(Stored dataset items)

** Start **

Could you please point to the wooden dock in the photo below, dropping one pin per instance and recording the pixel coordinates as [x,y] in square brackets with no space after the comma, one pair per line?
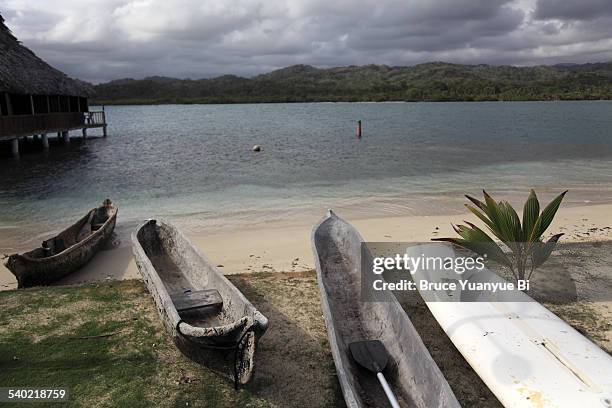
[16,127]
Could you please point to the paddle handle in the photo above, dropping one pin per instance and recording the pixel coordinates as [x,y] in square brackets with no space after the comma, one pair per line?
[390,396]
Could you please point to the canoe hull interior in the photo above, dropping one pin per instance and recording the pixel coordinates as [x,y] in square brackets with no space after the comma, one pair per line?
[413,375]
[225,337]
[33,268]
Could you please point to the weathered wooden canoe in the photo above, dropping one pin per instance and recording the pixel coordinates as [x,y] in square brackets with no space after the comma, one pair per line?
[208,318]
[413,375]
[67,252]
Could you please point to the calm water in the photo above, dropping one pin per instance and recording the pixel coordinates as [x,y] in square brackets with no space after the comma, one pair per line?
[194,163]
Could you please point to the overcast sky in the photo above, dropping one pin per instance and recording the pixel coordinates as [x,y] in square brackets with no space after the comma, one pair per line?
[99,40]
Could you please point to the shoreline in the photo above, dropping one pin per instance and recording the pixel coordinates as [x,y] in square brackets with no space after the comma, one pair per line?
[285,246]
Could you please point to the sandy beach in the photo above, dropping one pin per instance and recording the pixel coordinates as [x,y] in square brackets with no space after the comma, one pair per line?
[286,247]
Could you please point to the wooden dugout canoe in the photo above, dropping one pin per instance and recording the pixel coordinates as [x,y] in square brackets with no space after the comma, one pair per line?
[66,252]
[412,374]
[208,318]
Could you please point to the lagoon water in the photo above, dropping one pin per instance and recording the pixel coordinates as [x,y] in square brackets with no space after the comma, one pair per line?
[194,164]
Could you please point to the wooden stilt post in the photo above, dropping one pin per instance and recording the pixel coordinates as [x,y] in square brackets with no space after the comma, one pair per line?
[15,147]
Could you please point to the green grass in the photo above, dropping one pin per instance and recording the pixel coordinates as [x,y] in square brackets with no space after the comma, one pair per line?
[46,341]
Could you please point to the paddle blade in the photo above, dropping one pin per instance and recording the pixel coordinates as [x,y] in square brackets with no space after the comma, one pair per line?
[370,354]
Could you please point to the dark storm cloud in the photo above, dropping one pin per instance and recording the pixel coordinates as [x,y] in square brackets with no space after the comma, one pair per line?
[100,40]
[573,10]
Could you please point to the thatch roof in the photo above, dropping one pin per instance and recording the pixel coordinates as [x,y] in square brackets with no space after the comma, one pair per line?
[21,71]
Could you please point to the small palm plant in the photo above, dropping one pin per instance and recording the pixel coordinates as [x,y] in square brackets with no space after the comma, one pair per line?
[522,249]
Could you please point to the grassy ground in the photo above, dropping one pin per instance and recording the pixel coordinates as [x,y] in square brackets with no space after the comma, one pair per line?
[48,338]
[105,344]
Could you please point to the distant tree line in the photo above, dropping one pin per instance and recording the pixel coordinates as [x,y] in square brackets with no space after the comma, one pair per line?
[435,81]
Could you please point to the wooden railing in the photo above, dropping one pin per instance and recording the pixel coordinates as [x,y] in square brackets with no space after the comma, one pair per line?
[95,118]
[25,125]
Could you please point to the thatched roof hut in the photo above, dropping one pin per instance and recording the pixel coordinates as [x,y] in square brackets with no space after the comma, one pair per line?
[37,99]
[22,72]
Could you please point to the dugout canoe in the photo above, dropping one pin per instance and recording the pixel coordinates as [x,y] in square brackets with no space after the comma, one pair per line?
[412,373]
[524,353]
[208,318]
[66,252]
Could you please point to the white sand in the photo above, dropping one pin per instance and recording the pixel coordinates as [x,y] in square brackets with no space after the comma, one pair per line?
[287,247]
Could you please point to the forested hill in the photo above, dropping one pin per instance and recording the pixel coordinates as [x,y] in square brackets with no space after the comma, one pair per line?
[424,82]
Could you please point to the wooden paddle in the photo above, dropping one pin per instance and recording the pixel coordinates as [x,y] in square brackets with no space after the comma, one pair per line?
[373,356]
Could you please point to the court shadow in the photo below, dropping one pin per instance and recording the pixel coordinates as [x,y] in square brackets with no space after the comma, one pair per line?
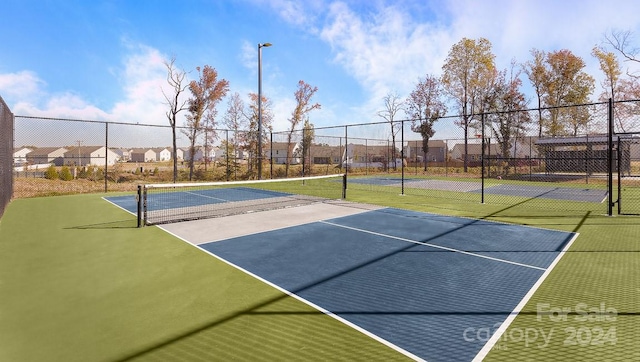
[120,224]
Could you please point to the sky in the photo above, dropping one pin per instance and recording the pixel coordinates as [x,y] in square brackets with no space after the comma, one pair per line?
[104,59]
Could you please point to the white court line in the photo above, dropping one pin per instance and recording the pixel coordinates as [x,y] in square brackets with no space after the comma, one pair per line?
[205,196]
[305,301]
[507,322]
[435,246]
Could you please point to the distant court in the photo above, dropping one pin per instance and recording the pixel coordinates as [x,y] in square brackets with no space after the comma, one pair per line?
[548,192]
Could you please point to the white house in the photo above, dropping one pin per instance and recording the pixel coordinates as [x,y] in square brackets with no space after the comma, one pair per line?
[278,153]
[162,154]
[142,155]
[20,155]
[47,155]
[124,154]
[90,155]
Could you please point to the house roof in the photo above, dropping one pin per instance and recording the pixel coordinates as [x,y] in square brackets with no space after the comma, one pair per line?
[432,143]
[45,151]
[476,148]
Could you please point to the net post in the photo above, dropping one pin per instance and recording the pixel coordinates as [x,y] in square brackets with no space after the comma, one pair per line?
[610,132]
[344,186]
[139,199]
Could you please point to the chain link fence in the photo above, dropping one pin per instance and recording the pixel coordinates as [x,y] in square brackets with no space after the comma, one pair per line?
[6,155]
[548,158]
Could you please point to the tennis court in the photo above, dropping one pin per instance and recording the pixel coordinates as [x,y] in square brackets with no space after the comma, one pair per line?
[529,191]
[417,282]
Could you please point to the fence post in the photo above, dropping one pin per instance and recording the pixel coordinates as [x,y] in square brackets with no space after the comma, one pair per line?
[610,159]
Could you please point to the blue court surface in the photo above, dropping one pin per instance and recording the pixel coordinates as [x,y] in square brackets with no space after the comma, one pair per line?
[530,191]
[422,283]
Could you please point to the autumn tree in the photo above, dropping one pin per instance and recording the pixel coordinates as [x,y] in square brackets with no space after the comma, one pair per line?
[176,81]
[249,139]
[566,84]
[206,93]
[392,105]
[508,116]
[234,120]
[303,96]
[628,88]
[424,106]
[617,87]
[536,71]
[468,69]
[308,134]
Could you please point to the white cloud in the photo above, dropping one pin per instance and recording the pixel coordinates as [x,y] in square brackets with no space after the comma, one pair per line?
[21,85]
[144,78]
[386,52]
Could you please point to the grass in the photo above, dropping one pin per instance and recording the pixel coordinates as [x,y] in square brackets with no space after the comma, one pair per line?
[80,282]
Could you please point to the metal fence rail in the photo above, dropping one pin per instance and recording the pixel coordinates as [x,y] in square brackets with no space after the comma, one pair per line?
[567,170]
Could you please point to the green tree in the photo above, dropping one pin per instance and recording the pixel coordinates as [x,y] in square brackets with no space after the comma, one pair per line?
[249,139]
[65,174]
[51,173]
[425,106]
[467,71]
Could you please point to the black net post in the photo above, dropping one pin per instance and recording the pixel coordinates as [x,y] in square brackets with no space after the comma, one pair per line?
[610,159]
[139,199]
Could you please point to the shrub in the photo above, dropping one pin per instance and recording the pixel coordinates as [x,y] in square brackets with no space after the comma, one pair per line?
[65,174]
[51,173]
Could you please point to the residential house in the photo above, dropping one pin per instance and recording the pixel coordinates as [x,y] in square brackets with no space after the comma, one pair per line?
[90,155]
[199,154]
[437,151]
[124,154]
[474,151]
[143,155]
[277,151]
[20,155]
[162,154]
[325,154]
[47,155]
[364,155]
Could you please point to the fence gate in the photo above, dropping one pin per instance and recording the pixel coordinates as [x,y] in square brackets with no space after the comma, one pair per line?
[628,180]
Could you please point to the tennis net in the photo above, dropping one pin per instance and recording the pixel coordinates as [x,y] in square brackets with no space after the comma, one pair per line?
[166,203]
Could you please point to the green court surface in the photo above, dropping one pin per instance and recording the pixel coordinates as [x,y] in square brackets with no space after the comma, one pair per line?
[79,282]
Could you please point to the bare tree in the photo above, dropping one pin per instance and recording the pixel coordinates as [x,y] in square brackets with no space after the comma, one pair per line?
[620,41]
[206,92]
[392,105]
[175,79]
[303,96]
[425,107]
[234,120]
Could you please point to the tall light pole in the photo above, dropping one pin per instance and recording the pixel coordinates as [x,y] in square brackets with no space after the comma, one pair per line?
[260,46]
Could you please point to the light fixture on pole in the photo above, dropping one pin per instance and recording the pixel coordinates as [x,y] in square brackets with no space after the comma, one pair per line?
[260,46]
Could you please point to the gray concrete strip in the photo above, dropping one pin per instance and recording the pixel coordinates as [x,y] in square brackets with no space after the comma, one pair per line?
[207,230]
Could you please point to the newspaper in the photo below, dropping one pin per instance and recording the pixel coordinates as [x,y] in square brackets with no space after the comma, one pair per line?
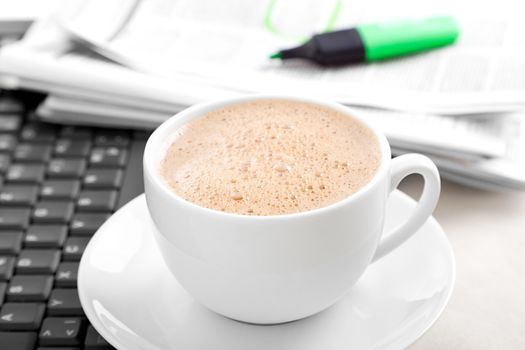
[227,43]
[484,148]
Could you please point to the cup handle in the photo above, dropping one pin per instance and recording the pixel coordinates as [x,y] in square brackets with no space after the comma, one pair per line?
[401,167]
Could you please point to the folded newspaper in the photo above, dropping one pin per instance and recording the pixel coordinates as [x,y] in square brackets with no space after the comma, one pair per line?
[143,61]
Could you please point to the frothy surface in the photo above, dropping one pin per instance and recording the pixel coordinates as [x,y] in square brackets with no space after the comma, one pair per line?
[270,157]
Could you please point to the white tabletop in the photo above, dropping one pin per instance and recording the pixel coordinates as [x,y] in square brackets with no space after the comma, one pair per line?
[487,233]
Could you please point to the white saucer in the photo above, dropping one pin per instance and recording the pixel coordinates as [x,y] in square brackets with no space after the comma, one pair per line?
[134,302]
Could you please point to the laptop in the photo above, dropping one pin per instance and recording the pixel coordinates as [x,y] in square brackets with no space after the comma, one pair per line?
[58,184]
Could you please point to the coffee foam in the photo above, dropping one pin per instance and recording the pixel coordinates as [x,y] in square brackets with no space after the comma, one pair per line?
[270,157]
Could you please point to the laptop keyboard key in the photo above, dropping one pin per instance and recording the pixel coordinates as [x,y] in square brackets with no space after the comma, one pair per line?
[7,142]
[24,195]
[103,178]
[112,138]
[38,132]
[10,123]
[64,302]
[45,236]
[21,316]
[60,189]
[53,212]
[97,200]
[10,242]
[26,173]
[37,261]
[61,331]
[68,147]
[86,224]
[18,340]
[77,132]
[66,168]
[7,265]
[66,275]
[5,160]
[108,157]
[29,288]
[74,248]
[32,153]
[14,218]
[95,341]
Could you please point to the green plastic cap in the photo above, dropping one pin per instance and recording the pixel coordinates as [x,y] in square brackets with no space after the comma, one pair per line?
[382,41]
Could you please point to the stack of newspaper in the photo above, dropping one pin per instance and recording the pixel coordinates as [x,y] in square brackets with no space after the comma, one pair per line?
[135,63]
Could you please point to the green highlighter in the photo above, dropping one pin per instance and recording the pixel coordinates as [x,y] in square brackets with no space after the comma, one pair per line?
[375,42]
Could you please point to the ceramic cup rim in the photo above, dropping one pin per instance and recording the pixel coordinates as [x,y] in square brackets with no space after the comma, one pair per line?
[159,140]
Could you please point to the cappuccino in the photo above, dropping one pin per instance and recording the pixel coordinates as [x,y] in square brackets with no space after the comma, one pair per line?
[270,157]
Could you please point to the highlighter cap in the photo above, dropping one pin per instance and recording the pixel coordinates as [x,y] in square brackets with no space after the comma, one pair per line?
[382,41]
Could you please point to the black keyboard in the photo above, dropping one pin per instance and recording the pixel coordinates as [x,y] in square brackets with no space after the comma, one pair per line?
[58,184]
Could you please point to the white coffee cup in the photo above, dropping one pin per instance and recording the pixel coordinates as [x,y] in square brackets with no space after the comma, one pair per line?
[274,269]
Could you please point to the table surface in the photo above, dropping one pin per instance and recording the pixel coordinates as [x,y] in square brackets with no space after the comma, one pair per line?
[487,233]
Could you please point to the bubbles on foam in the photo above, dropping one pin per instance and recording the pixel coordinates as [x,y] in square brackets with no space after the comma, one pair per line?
[305,165]
[236,195]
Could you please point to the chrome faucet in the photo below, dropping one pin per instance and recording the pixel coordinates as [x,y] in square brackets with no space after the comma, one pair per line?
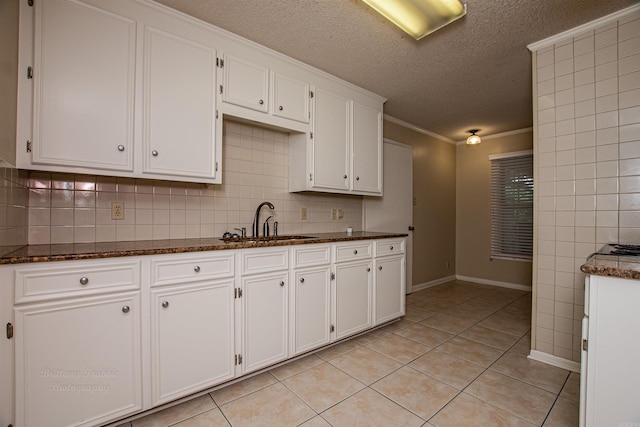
[256,219]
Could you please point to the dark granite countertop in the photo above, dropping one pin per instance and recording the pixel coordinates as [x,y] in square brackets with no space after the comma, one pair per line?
[625,267]
[75,251]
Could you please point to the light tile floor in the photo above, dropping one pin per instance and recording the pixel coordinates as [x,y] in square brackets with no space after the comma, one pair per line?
[458,358]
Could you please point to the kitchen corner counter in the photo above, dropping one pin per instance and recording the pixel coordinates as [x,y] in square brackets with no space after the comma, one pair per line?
[77,251]
[625,267]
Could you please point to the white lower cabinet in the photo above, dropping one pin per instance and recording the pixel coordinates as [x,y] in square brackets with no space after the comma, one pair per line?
[191,338]
[78,362]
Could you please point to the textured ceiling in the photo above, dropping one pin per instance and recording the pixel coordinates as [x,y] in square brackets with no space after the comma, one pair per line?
[474,73]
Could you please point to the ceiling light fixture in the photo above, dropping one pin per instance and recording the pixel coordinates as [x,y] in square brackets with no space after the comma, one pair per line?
[473,138]
[419,18]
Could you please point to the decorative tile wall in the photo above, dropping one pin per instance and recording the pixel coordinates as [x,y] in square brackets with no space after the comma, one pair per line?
[77,208]
[588,168]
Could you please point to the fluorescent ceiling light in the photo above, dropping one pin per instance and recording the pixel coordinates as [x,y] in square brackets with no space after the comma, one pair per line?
[419,18]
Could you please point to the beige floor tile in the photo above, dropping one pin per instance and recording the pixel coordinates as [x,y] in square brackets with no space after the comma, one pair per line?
[323,386]
[399,348]
[242,388]
[531,372]
[468,411]
[316,421]
[424,334]
[177,413]
[448,368]
[270,406]
[415,391]
[490,337]
[212,418]
[447,323]
[369,409]
[565,413]
[507,321]
[523,346]
[472,351]
[571,389]
[365,365]
[337,350]
[296,367]
[523,400]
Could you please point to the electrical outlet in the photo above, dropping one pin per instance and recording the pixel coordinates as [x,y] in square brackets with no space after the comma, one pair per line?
[117,210]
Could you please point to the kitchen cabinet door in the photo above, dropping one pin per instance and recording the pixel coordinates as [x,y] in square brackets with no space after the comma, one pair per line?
[78,361]
[181,133]
[84,80]
[265,320]
[192,338]
[290,98]
[353,297]
[389,288]
[245,84]
[366,160]
[311,308]
[330,159]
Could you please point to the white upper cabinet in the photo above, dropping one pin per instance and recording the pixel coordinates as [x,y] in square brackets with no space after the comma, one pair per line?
[245,84]
[84,82]
[179,137]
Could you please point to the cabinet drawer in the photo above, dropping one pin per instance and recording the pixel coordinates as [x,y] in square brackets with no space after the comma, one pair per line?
[172,269]
[352,251]
[390,247]
[59,280]
[264,260]
[308,255]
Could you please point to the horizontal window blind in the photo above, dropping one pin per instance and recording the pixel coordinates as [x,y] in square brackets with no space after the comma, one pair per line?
[512,206]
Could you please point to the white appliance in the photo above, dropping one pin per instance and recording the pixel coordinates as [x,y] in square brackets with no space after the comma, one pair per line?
[610,366]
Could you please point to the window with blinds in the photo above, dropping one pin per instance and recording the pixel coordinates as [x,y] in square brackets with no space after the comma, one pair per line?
[512,205]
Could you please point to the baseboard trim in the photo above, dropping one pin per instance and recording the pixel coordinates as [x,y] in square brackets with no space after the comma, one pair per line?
[432,283]
[556,361]
[494,283]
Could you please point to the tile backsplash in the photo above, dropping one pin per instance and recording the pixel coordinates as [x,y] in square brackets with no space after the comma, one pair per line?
[68,208]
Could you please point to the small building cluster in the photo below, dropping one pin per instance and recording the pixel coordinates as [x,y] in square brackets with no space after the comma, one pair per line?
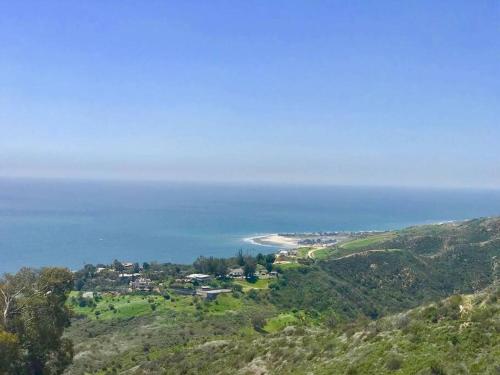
[141,285]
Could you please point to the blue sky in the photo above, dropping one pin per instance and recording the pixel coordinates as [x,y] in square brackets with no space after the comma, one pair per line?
[328,92]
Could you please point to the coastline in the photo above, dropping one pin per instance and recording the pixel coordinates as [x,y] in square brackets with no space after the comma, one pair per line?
[272,240]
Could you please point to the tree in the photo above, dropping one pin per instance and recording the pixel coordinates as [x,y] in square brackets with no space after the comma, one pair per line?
[240,259]
[9,353]
[249,267]
[33,321]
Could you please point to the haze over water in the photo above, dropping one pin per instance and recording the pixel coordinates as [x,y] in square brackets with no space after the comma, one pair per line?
[69,223]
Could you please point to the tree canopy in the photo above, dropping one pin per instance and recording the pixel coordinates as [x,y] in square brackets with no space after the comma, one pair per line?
[34,315]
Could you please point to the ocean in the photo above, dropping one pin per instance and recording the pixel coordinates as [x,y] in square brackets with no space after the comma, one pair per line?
[70,223]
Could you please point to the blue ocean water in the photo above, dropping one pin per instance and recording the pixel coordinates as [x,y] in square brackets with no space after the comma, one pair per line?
[69,223]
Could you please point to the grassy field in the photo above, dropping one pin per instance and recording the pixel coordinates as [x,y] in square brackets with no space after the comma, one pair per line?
[368,243]
[259,284]
[129,306]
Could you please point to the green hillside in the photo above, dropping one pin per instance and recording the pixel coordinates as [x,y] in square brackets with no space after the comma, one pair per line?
[423,300]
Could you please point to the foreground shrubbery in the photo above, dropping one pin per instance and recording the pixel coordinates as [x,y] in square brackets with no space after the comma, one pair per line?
[33,318]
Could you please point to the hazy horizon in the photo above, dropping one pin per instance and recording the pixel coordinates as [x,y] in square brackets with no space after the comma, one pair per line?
[324,93]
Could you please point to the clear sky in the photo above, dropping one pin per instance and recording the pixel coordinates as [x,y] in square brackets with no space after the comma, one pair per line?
[330,92]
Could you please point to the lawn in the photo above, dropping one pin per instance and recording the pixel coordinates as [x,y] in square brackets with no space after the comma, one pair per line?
[127,306]
[258,284]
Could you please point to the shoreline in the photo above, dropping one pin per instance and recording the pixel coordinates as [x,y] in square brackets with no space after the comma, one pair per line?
[271,240]
[293,240]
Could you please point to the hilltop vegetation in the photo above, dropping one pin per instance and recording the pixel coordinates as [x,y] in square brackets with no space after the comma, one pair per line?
[423,300]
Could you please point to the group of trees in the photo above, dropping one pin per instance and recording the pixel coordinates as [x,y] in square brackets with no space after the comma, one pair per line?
[32,320]
[220,266]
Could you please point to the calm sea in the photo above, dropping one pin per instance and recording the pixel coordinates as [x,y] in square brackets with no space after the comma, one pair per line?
[72,223]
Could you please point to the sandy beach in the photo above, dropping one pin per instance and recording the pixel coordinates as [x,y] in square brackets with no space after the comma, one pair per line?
[273,240]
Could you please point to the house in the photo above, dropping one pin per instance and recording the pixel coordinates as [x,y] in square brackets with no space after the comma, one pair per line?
[198,277]
[210,294]
[142,284]
[128,265]
[128,275]
[88,295]
[236,273]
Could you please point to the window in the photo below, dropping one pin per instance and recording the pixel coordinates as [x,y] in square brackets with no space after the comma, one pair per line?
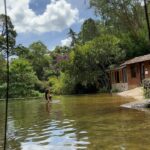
[133,71]
[117,77]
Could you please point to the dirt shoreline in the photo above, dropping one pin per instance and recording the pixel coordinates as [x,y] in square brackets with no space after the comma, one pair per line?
[140,102]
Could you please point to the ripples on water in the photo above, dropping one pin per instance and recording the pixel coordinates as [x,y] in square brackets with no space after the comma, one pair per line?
[75,123]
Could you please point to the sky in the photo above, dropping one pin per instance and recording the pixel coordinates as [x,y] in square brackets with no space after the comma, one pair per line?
[47,20]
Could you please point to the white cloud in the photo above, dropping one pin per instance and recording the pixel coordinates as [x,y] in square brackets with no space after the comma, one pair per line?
[66,42]
[58,15]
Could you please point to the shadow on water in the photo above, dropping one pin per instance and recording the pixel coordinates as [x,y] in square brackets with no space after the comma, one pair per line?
[76,122]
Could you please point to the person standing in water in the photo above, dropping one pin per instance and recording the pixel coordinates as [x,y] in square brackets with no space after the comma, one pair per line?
[48,95]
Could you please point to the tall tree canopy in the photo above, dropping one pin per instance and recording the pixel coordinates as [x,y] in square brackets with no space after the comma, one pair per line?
[39,58]
[89,30]
[11,33]
[124,15]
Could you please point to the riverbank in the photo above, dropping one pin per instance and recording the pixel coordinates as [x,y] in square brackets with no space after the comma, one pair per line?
[140,102]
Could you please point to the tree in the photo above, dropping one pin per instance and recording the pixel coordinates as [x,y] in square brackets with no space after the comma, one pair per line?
[39,58]
[22,79]
[89,30]
[11,34]
[87,65]
[21,51]
[123,15]
[73,36]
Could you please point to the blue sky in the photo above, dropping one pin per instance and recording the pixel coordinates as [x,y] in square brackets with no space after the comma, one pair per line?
[47,20]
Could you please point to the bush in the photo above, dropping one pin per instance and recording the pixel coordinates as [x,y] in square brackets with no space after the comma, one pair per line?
[146,87]
[62,84]
[3,90]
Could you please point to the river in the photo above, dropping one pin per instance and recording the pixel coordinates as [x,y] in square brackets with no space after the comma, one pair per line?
[92,122]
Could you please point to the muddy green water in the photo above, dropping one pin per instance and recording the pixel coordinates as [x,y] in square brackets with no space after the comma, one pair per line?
[93,122]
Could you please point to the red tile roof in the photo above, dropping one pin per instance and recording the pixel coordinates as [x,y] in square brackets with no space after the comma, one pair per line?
[137,59]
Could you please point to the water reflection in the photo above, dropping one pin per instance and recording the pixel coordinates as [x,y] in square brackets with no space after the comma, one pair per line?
[76,122]
[48,107]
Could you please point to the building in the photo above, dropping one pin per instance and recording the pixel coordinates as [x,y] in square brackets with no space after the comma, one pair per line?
[131,73]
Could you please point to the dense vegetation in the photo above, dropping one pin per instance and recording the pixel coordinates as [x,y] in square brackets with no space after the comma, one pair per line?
[120,33]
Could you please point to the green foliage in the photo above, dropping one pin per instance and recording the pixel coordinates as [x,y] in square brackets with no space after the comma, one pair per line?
[89,30]
[146,88]
[62,85]
[39,59]
[11,34]
[22,79]
[87,63]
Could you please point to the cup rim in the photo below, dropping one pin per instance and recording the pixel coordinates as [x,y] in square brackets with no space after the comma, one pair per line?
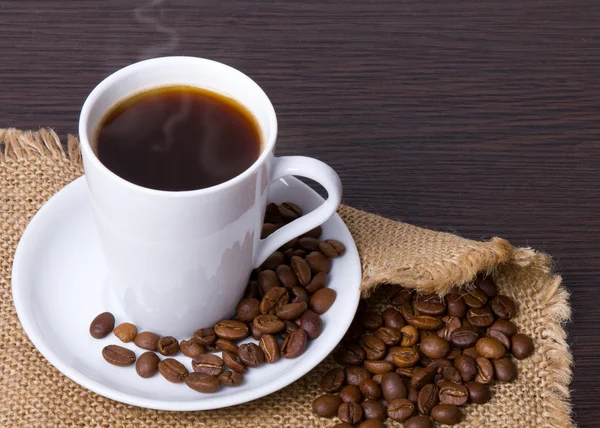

** End **

▸ What you should do: Collect each line of the data above that contains the word "dark". Case counts.

▸ Exercise result:
Could you please point to the dark storm cloud in the photo above, dropping one pin per instance and recording the pixel coordinates as [x,y] in square brackets with no space after the comma, one pair per line?
Could you please point to the dark granite countertop in the photo above, dropping one pin per instance and recording the pixel coordinates as [x,y] in square brackets with no space after the comma, one pair per line?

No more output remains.